◆ Problem to solve ◆
Reproduce the listing below in its entirety. Change nothing.

(Point labeling dataset excerpts)
────

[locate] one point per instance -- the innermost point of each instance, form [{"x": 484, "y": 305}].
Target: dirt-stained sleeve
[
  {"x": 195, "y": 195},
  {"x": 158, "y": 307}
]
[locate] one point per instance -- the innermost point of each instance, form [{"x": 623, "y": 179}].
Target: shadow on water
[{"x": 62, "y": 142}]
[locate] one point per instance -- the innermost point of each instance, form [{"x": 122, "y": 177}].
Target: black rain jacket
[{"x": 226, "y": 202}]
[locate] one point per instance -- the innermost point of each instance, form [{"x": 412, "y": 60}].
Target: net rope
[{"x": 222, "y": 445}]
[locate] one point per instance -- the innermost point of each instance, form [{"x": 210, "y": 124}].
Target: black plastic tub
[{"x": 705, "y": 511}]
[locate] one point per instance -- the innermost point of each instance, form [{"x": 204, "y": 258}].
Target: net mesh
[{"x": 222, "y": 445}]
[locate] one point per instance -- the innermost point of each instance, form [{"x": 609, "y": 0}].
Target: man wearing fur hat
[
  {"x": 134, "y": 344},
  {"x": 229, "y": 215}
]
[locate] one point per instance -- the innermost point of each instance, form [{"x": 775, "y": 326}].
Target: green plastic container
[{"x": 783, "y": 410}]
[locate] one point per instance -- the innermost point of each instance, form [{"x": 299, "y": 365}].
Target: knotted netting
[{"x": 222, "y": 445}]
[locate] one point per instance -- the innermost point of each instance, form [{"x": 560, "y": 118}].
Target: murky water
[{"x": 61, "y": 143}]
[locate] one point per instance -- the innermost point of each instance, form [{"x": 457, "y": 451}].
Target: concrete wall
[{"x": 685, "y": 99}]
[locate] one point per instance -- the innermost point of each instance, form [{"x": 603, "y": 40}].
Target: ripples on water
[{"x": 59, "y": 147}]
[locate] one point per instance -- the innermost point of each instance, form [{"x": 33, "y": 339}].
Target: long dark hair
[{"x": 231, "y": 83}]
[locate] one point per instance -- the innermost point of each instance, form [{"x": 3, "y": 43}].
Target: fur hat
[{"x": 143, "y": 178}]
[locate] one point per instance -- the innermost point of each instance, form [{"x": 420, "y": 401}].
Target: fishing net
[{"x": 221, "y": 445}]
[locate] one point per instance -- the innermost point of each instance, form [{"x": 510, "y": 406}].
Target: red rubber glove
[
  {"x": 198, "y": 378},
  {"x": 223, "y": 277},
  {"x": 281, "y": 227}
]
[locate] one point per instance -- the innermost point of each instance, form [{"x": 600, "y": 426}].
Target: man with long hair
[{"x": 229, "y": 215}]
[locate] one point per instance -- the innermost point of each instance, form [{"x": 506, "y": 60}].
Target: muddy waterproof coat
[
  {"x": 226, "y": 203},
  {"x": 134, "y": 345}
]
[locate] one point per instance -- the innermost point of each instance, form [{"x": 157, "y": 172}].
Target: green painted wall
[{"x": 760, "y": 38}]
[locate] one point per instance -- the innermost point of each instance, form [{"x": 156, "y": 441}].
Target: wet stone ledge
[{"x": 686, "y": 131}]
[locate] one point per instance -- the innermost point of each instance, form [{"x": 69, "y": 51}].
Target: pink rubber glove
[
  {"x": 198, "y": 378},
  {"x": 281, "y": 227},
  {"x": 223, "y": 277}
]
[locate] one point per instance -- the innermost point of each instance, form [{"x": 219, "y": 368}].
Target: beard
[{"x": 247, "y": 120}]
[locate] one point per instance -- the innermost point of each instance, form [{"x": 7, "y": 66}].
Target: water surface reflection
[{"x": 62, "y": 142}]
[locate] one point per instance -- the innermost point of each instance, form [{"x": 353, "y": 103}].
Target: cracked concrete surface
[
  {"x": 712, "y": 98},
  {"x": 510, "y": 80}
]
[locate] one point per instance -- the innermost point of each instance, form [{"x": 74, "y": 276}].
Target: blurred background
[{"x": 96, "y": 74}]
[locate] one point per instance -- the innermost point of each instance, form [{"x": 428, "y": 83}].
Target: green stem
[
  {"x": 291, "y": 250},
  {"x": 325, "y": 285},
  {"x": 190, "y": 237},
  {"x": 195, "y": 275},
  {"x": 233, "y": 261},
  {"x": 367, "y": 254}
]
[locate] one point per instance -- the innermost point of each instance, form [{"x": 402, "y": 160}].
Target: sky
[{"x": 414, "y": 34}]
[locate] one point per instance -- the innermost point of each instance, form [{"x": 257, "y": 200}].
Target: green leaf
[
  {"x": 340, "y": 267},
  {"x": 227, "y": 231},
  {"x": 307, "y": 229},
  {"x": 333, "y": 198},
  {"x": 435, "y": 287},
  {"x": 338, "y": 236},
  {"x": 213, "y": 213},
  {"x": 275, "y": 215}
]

────

◆ Result of this exercise ◆
[locate] one point per instance -- the innermost point of each instance, form [{"x": 484, "y": 305}].
Target: dirt-stained sleeve
[
  {"x": 195, "y": 195},
  {"x": 158, "y": 307}
]
[locate] one point per instance -- the innermost point of each instance, form [{"x": 623, "y": 179}].
Target: shadow on water
[{"x": 62, "y": 142}]
[locate] one point per instance -- the innermost point of each instance, form [{"x": 122, "y": 177}].
Target: black rain jacket
[{"x": 226, "y": 202}]
[locate] one point per instance -- the innermost point of each instance, form [{"x": 412, "y": 60}].
Target: net rope
[{"x": 222, "y": 445}]
[locate] one point per instance -- the innermost point of each instance, form [{"x": 210, "y": 124}].
Target: black plastic tub
[{"x": 705, "y": 511}]
[locate] one point per instance -- the innermost point of each instance, form [{"x": 204, "y": 258}].
Target: net mesh
[{"x": 222, "y": 445}]
[locate] one point per instance -- the innermost point of each instance, form [{"x": 609, "y": 0}].
Target: man wearing fur hat
[
  {"x": 134, "y": 344},
  {"x": 229, "y": 215}
]
[locate] one point per instance -- the innermost point of each instance, form [{"x": 775, "y": 326}].
Target: green plastic container
[{"x": 783, "y": 410}]
[locate] one point per instance -- the innermost point of each instance, form [{"x": 299, "y": 365}].
Target: knotted netting
[{"x": 222, "y": 445}]
[locate] one point per instance -- the innermost point of each instance, form [{"x": 560, "y": 118}].
Target: murky water
[{"x": 61, "y": 143}]
[locate] one point per instance -- the innermost point of each instance, form [{"x": 457, "y": 451}].
Target: concrete wall
[{"x": 685, "y": 99}]
[locate] one point per instance -- the innermost point of each instance, form [{"x": 603, "y": 40}].
Target: ripples on water
[{"x": 59, "y": 147}]
[locate] one point per instance -- the innermost point of each instance, form [{"x": 33, "y": 339}].
Target: long dark hair
[{"x": 231, "y": 83}]
[locate] one point per instance -- the innermost point of each instance, form [{"x": 3, "y": 43}].
Target: fur hat
[{"x": 143, "y": 178}]
[locate] one point per instance -- the innermost point of each instance, form [{"x": 420, "y": 401}].
Target: fishing net
[{"x": 221, "y": 445}]
[locate] one point per instance -- the innermost point of each instance, form [{"x": 510, "y": 406}].
Target: red rubber glove
[
  {"x": 198, "y": 378},
  {"x": 223, "y": 277},
  {"x": 281, "y": 227}
]
[locate] one point per instance -- the innermost point of each instance, form [{"x": 600, "y": 426}].
Target: man with long hair
[{"x": 229, "y": 215}]
[locate] one point per instance -- the innermost point of each instance, form [{"x": 506, "y": 60}].
Target: muddy waterproof coat
[
  {"x": 226, "y": 203},
  {"x": 134, "y": 345}
]
[locate] one point per instance -- the innermost point of each instance, form [{"x": 157, "y": 172}].
Target: green painted wall
[{"x": 760, "y": 38}]
[locate] one point per instance -- the innermost point of each instance, form [{"x": 156, "y": 441}].
Target: wet stone ledge
[{"x": 686, "y": 131}]
[locate] one point per instance -- the innermost point of each instance, form [{"x": 69, "y": 51}].
Target: pink rubber glove
[
  {"x": 198, "y": 378},
  {"x": 281, "y": 227},
  {"x": 223, "y": 277}
]
[locate] one point per instance -- the innermost point of each instance, form [{"x": 219, "y": 368}].
Target: beard
[{"x": 247, "y": 120}]
[locate] one point per instance -- the innermost point of each instance, form [{"x": 7, "y": 66}].
Target: water surface reflection
[{"x": 62, "y": 142}]
[locate] one point per instance -- the innermost point of each instance, form [{"x": 353, "y": 103}].
Target: cracked concrete surface
[
  {"x": 712, "y": 98},
  {"x": 510, "y": 80}
]
[locate] one point per instance -- the innermost point of each instance, form [{"x": 74, "y": 276}].
Target: blurred background
[{"x": 96, "y": 74}]
[locate] one point per instance -- the innermost point of each instance, form [{"x": 428, "y": 83}].
Target: green stem
[
  {"x": 291, "y": 250},
  {"x": 325, "y": 285},
  {"x": 190, "y": 237},
  {"x": 195, "y": 275},
  {"x": 233, "y": 261},
  {"x": 367, "y": 254}
]
[locate] one point per instance -- the innermost point of each instance, form [{"x": 402, "y": 160}].
Target: sky
[{"x": 414, "y": 34}]
[locate] one point per instance -- the innermost point of each instance, form [{"x": 257, "y": 200}].
Target: green leaf
[
  {"x": 340, "y": 267},
  {"x": 227, "y": 231},
  {"x": 307, "y": 229},
  {"x": 333, "y": 198},
  {"x": 435, "y": 287},
  {"x": 338, "y": 236},
  {"x": 213, "y": 213},
  {"x": 275, "y": 215}
]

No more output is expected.